| DATA RECORDS |
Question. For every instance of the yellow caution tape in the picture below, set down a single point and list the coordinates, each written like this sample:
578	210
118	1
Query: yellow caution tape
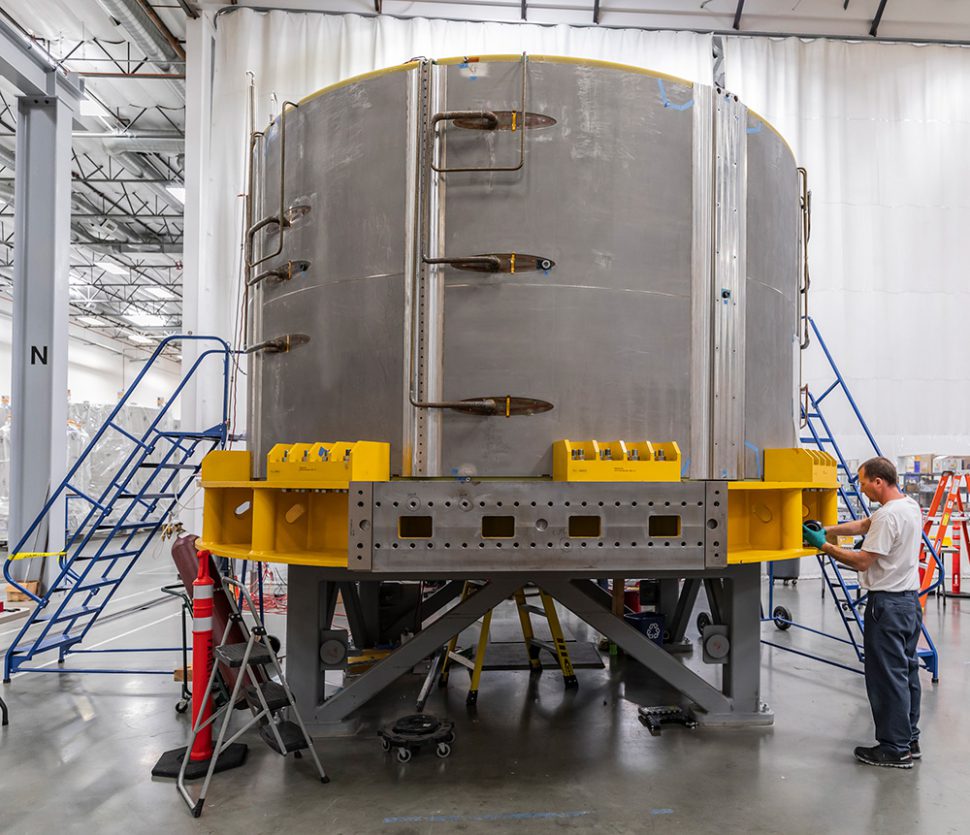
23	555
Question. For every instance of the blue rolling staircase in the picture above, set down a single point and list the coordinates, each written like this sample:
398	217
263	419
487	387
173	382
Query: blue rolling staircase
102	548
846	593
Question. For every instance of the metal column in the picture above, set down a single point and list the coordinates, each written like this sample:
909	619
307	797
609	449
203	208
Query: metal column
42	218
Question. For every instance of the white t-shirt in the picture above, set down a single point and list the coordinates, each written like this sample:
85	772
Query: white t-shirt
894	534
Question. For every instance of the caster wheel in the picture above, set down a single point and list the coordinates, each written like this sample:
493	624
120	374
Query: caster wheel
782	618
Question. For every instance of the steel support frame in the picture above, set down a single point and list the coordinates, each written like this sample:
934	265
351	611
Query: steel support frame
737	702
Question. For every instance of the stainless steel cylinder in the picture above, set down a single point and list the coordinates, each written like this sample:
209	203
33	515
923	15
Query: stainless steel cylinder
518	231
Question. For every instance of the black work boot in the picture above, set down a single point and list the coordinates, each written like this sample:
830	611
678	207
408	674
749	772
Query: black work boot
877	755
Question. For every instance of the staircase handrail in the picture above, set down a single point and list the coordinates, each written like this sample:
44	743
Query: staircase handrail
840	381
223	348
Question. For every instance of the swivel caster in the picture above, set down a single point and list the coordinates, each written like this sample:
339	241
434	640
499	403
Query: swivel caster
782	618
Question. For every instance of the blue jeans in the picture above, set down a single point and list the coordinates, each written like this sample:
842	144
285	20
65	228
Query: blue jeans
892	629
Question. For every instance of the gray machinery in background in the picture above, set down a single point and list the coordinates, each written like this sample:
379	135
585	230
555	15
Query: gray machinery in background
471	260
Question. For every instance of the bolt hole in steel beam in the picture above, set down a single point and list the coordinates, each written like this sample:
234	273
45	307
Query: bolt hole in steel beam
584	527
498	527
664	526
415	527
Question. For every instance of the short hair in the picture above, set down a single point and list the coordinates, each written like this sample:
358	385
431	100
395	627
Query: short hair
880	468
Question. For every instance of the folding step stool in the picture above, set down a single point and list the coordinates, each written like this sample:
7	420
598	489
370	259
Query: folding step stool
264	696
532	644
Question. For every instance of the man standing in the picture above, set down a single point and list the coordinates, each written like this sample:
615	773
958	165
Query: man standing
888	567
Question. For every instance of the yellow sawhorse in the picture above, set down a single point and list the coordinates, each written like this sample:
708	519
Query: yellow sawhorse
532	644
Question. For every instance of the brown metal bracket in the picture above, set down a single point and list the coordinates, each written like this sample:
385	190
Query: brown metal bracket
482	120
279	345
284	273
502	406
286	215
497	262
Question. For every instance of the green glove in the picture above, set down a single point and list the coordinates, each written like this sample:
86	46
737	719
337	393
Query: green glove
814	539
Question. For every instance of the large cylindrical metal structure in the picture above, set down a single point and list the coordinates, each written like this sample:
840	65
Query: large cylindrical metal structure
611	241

| PROBLEM TO WORK ON |
Do not include the images; transcribe the rest of the listing exactly.

| FINAL RESULT |
Question. For every instance of the yellow caution tape in the picture below, set down a single point and list the coordinates, each written like this sample:
578	210
118	1
Query: yellow caution tape
23	555
Question. For every instance of the blue rolling staircase in the picture above, set down a single point and list the coordinates, each written like this sample:
398	217
263	419
487	387
173	382
Query: blue rolling staircase
102	548
846	593
Question. For every instance of the metal column in the picture above, set down a single point and list the coordinates, each written like this sample:
909	619
307	797
609	449
203	208
Query: metal column
42	218
Question. For every instance of the white t-shirt in the picture above, set down a single point and list the coordinates, each written like this sample:
85	772
Query: white t-shirt
894	534
Question. For every instance of the caster wheel in the picture above, set down a single point and list the coordinates, each written like this sample:
493	624
120	374
Query: caster wheel
782	618
Question. For every instance of the steel support frame in the picture above, set down a single point and list the coordinates, each written like this sample:
934	265
351	611
Query: steel support frame
737	702
Question. For every instance of the stainless steel cylinder in the picture above, set down a single point and list the coordinates, each written like this sample:
209	203
33	515
923	15
Query: stainless steel cylinder
518	231
Question. For every instance of the black work boot in the picture above, set down a single point and list the coordinates, each written like this sample:
830	611
678	207
408	674
749	772
Query: black work boot
877	755
Question. For every instance of the staircase handrail in the picture above, set down a single point and list the coordinates, each written like this sample:
44	743
Query: staircase handrail
840	381
223	348
Question. For every instance of the swivel caster in the picture above, set down a single point and list the coordinates, each written like this sample:
339	241
434	640
499	403
Query: swivel caster
782	618
Question. For every instance of the blue jeans in the picture above, set down a single point and list the coordinates, each written like this sample:
842	144
285	20
65	228
Query: blue jeans
892	629
Question. For every instance of the gray machinery in background in the picture above, set down a single point and list the coordinates, each written like this sample:
379	135
585	230
555	15
Query: gray machinery in background
471	260
Question. For every instance of the bolt hole in steel beam in the picture above, set down a single point and list the coordinates, each written like this sample:
234	273
45	307
Query: bolt hole in steel beam
584	527
498	527
664	526
415	527
Question. For every instance of the short hair in the picture above, set down a single point and list the coordinates, each written like this sample:
358	385
431	100
395	627
Query: short hair
880	468
Question. For every instance of the folding step stool in the picture above, set down a single point and list the coordinates, each written like this sample:
7	420
598	489
370	259
Query: folding step stool
264	696
532	644
Question. For every instance of the man standing in the picture above, set down a single point and list the coordinates, each written like this sample:
615	773
958	165
Query: man standing
888	567
Question. For every instance of the yellow sawhorse in the picture above, set down a single point and list the coordinates, each written like this sample:
708	519
Query: yellow sawhorse
532	644
Question. For every instance of the brown metal bracket in the picture above, set down a single point and list the coordinates, each written like this sample:
385	190
Query: brown metal bracket
482	120
279	345
284	273
502	406
286	215
497	262
Question. For every instance of the green glove in the picture above, set down a single point and list the coordinates, each written like this sample:
86	46
737	719
337	393
Query: green glove
814	539
Question. For every instance of the large cylindrical metal structure in the picture above, set down a single point and list the coordinates, each written like this sample:
840	65
Query: large cylindrical metal structure
611	241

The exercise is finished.